**Exercise objective:**
In the article on slow metabolism, reproduce the text word for word from "Normal levels of" up to and including "into your bloodstream.".

Health & Science - By Standard Digital | November 16th 2020 at 12:00:00 GMT +0300

You have been exercising and cut out junk food but your weight isn’t budging. What could be the problem? Chances are, it is your metabolism. Simply put, metabolism is how your body turns calories into energy. A slow metabolism means that the body holds on to calories, causing unwanted weight gain. A slow metabolism can be caused by medical issues like:

1. High cortisol levels

One of the most common medical causes of slow metabolism is when your body produces too much cortisol, otherwise known as “the stress hormone".

Normal levels of cortisol in the body work together with other hormones and chemicals to help you burn fat. However if you have excess cortisol levels, which can happen when you’re stressed over a long time period, it might slow down your metabolism. You might also have excess cortisol if you have a medical condition called Cushing’s Syndrome, a disorder which causes the adrenal glands to release too much cortisol into your bloodstream.

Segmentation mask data

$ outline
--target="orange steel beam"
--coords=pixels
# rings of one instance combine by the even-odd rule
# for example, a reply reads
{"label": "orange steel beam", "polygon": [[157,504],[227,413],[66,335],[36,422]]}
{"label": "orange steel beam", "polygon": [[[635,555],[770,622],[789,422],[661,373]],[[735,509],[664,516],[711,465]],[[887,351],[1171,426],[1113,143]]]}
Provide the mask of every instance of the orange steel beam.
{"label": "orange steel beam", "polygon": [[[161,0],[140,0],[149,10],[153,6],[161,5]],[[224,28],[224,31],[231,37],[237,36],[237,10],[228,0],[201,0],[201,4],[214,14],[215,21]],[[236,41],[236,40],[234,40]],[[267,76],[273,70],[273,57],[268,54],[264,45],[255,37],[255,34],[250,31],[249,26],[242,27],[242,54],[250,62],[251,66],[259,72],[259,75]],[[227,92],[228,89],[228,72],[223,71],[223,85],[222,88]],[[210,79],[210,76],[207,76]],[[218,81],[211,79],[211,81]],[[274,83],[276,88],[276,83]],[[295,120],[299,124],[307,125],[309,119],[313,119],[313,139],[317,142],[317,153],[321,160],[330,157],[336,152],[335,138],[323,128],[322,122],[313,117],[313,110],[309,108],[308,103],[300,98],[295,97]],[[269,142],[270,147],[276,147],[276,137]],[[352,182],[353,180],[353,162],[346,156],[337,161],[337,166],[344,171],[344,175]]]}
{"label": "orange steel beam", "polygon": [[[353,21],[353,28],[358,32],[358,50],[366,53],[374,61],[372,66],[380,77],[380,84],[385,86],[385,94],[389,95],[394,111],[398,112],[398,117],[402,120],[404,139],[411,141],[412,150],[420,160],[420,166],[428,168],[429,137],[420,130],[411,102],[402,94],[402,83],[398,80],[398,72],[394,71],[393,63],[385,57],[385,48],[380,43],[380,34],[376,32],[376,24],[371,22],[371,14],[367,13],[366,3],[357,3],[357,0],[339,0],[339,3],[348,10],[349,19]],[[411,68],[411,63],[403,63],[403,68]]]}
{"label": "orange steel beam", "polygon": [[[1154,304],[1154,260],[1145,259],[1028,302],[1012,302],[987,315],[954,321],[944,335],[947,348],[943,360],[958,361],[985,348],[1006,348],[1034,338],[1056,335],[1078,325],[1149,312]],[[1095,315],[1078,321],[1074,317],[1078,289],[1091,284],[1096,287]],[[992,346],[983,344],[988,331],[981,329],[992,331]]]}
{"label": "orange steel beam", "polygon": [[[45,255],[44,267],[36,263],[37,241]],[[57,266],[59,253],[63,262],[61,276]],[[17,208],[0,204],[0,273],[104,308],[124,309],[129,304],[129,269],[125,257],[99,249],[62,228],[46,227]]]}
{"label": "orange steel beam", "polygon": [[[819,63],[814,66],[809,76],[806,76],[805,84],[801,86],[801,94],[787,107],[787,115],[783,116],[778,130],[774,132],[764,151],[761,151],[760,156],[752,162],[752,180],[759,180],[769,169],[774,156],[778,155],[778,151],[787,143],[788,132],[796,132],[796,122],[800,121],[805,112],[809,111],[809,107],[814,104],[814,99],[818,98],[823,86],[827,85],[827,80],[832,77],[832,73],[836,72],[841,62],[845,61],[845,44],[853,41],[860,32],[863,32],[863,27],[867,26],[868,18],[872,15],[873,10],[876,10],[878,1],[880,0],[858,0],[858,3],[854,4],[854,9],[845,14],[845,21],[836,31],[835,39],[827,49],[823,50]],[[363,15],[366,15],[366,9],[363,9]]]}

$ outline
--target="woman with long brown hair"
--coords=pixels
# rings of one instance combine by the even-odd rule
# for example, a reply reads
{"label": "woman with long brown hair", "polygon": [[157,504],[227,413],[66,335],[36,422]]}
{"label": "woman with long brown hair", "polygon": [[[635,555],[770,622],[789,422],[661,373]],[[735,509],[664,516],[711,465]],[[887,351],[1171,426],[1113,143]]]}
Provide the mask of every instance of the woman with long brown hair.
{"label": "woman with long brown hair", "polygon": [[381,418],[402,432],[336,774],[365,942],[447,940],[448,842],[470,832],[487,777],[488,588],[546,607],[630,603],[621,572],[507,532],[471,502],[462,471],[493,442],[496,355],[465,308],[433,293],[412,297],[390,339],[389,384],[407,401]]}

**Exercise response:**
Normal levels of cortisol in the body work together with other hormones and chemicals to help you burn fat. However if you have excess cortisol levels, which can happen when you’re stressed over a long time period, it might slow down your metabolism. You might also have excess cortisol if you have a medical condition called Cushing’s Syndrome, a disorder which causes the adrenal glands to release too much cortisol into your bloodstream.